» Exercice
Réécrivez le passage du texte fourni allant de « Alors le Doom, en » jusqu'à « ce deuxième album. » inclus, en remplaçant « deuxième album » par « second disque ».

» Texte fourni
════

Pour un néophyte, le Doom n’est pas vraiment le style le plus facile à aborder. Il faut être capable d’endurer des progressions statiques (l'oxymore est volontaire), des riffs répétés jusqu’à ce que le cerveau ne puisse plus encaisser d’autres informations, cette lenteur caractéristique imposée par le BLACK SABBATH originel, en gros, faire fi de toute exigence trop créative et se contenter de ce qu’on nous donne. Depuis évidemment, le Diable (ou Eric Zemmour) a inventé d’autres genres encore plus insistants et répétitifs, sourds ou cryptiques, comme le Drone, le Doom/Death, le Blackened Doom, j’en passe et des plus saugrenus.
Alors le Doom, en l’état, est difficile à appréhender. Mais lorsqu’en plus, il se passe de chant, l’épreuve devient un sacré défi à relever.
Les américains de KULT IKON et leurs deux « k » ont donc choisi de se dispenser de micro. C’est un choix, qui leur aliène une portion des amateurs du cru, mais qui finalement, n’est pas si handicapante pour peu que l’on se penche sérieusement sur ce deuxième album.
John Vincent (basse), Ryan O'Connell (batterie) et Scott Holthausen (guitare) nous avaient déjà mis au diapason de leurs intentions via Sheet Metal Sessions, premier album qui posait les jalons de l’approche, et qui définissait les règles à suivre. A savoir une certaine ouverture d’esprit sur des considérations plus volontiers Post Metal, un léger feeling Hardcore à la HELMET ralenti au maximum, et quelques mélodies rachitiques tournant comme de pauvres hamsters dans une petite cage.
Black Iron Prison continue donc sur la même lancée, et respecte les plans. Encore une fois, quatre morceaux seulement, donc deux de plus de dix minutes, pour un passage en revue des impératifs. Une solitude musicale non dénuée de lumière, un enfermement créatif qui tend pourtant vers des idées plus libres, et une créativité rythmique qui nous évite les sempiternelles blanches frappées à la Bill Ward.
De fait, l’absence de chant ne se fait pas ressentir. A la manière d’un side-project de NEUROSIS, KULT IKON a travaillé ses évolutions, pour ne pas trop rester sur la même note pendant un gros quart d’heure. Pour agrémenter leur litanie, les américains ont recours au feedback, supportable au demeurant, mais aussi aux arrangements, avec des cocottes de guitare en surimpression, et quelques fantaisies de basse qui gronde comme le tonnerre.

════

» Informations sources
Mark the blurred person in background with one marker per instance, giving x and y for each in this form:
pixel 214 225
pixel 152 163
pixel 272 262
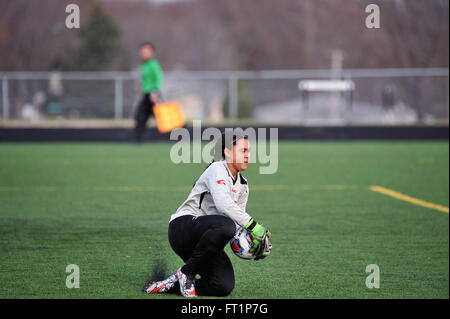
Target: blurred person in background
pixel 151 81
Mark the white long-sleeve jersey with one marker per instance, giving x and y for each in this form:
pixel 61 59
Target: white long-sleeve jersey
pixel 217 193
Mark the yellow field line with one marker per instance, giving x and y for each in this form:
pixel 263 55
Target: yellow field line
pixel 406 198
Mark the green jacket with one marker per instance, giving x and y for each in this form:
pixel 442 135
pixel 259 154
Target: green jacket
pixel 151 76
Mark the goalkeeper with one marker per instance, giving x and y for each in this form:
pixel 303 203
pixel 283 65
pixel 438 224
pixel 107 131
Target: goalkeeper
pixel 151 81
pixel 206 222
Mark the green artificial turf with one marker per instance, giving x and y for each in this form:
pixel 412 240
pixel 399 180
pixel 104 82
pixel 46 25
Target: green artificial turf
pixel 105 208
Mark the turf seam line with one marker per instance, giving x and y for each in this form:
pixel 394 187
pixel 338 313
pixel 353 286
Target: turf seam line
pixel 409 199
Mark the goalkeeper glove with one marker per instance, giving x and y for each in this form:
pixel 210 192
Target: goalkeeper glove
pixel 258 232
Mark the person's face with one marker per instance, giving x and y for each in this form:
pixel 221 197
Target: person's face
pixel 146 52
pixel 240 155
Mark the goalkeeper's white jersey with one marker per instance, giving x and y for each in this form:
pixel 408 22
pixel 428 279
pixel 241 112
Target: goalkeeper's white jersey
pixel 216 193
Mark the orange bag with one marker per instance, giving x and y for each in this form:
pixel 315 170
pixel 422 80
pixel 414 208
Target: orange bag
pixel 168 116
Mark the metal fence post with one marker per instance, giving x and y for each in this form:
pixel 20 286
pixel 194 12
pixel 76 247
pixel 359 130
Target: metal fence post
pixel 5 99
pixel 118 98
pixel 233 97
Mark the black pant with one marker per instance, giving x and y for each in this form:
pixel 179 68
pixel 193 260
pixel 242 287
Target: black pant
pixel 199 241
pixel 143 113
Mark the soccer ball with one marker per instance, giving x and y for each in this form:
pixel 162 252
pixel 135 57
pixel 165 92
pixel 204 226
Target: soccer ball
pixel 241 243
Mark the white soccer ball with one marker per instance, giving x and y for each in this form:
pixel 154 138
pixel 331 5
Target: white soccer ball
pixel 241 243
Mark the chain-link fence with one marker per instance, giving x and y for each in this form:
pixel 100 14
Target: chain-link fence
pixel 380 96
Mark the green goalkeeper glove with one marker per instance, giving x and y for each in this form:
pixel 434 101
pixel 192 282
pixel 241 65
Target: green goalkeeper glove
pixel 258 232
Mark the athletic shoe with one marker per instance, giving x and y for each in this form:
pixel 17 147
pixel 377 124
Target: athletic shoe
pixel 163 285
pixel 187 284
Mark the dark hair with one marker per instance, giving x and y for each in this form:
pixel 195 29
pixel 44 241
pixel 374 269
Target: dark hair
pixel 222 143
pixel 144 44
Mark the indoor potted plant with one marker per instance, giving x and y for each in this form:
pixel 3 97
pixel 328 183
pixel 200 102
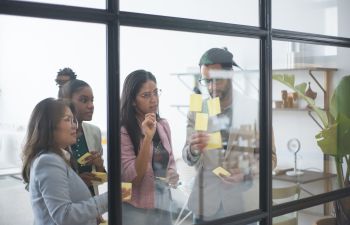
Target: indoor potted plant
pixel 334 137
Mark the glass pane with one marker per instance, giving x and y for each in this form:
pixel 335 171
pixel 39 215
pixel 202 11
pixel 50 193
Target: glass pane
pixel 328 17
pixel 33 51
pixel 312 216
pixel 302 112
pixel 229 11
pixel 230 137
pixel 101 4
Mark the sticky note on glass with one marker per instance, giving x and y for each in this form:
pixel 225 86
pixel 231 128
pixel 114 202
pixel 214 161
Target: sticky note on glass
pixel 82 160
pixel 215 141
pixel 196 103
pixel 127 187
pixel 201 121
pixel 214 106
pixel 219 171
pixel 102 176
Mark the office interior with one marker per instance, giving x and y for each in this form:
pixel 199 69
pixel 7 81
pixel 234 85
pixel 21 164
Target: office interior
pixel 103 41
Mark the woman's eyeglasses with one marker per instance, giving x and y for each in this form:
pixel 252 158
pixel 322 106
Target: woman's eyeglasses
pixel 207 82
pixel 73 121
pixel 148 95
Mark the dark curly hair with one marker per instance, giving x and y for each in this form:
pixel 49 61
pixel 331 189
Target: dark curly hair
pixel 67 72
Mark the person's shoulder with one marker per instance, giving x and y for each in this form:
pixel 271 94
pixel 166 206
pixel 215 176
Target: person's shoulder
pixel 48 158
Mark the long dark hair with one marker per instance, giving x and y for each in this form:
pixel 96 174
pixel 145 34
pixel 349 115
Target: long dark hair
pixel 131 88
pixel 40 132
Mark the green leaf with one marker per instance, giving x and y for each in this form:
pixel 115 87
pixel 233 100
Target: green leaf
pixel 335 140
pixel 340 103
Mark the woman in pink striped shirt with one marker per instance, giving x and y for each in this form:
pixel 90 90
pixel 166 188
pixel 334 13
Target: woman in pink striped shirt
pixel 146 152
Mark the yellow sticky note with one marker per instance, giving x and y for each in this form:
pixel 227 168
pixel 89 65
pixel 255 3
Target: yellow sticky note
pixel 215 141
pixel 196 103
pixel 101 175
pixel 201 122
pixel 128 188
pixel 219 171
pixel 82 160
pixel 214 106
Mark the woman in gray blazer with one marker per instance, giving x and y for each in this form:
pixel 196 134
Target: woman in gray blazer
pixel 88 136
pixel 58 195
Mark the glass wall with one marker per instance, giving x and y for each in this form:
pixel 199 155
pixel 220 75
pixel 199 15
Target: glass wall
pixel 189 104
pixel 327 17
pixel 304 104
pixel 237 11
pixel 33 51
pixel 176 68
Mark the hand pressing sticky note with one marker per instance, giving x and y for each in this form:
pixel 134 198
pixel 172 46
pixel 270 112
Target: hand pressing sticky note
pixel 196 103
pixel 102 176
pixel 214 106
pixel 126 191
pixel 215 141
pixel 201 122
pixel 219 171
pixel 82 160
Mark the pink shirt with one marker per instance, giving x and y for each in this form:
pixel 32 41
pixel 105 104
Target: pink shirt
pixel 143 194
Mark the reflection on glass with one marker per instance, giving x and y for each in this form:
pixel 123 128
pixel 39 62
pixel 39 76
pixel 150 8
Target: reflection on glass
pixel 237 11
pixel 222 138
pixel 327 17
pixel 221 109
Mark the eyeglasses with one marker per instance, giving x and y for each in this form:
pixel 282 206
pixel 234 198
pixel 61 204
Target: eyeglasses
pixel 148 95
pixel 73 121
pixel 207 82
pixel 60 83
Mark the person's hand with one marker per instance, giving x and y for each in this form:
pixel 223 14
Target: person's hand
pixel 149 125
pixel 88 178
pixel 95 159
pixel 173 178
pixel 236 176
pixel 199 140
pixel 126 192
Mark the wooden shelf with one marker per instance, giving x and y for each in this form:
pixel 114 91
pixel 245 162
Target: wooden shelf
pixel 291 109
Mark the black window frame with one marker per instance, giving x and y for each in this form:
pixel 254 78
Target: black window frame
pixel 113 19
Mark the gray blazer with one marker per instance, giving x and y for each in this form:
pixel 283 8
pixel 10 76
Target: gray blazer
pixel 59 196
pixel 93 140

════

» Solution rédigée
Alors le Doom, en l’état, est difficile à appréhender. Mais lorsqu’en plus, il se passe de chant, l’épreuve devient un sacré défi à relever.
Les américains de KULT IKON et leurs deux « k » ont donc choisi de se dispenser de micro. C’est un choix, qui leur aliène une portion des amateurs du cru, mais qui finalement, n’est pas si handicapante pour peu que l’on se penche sérieusement sur ce second disque.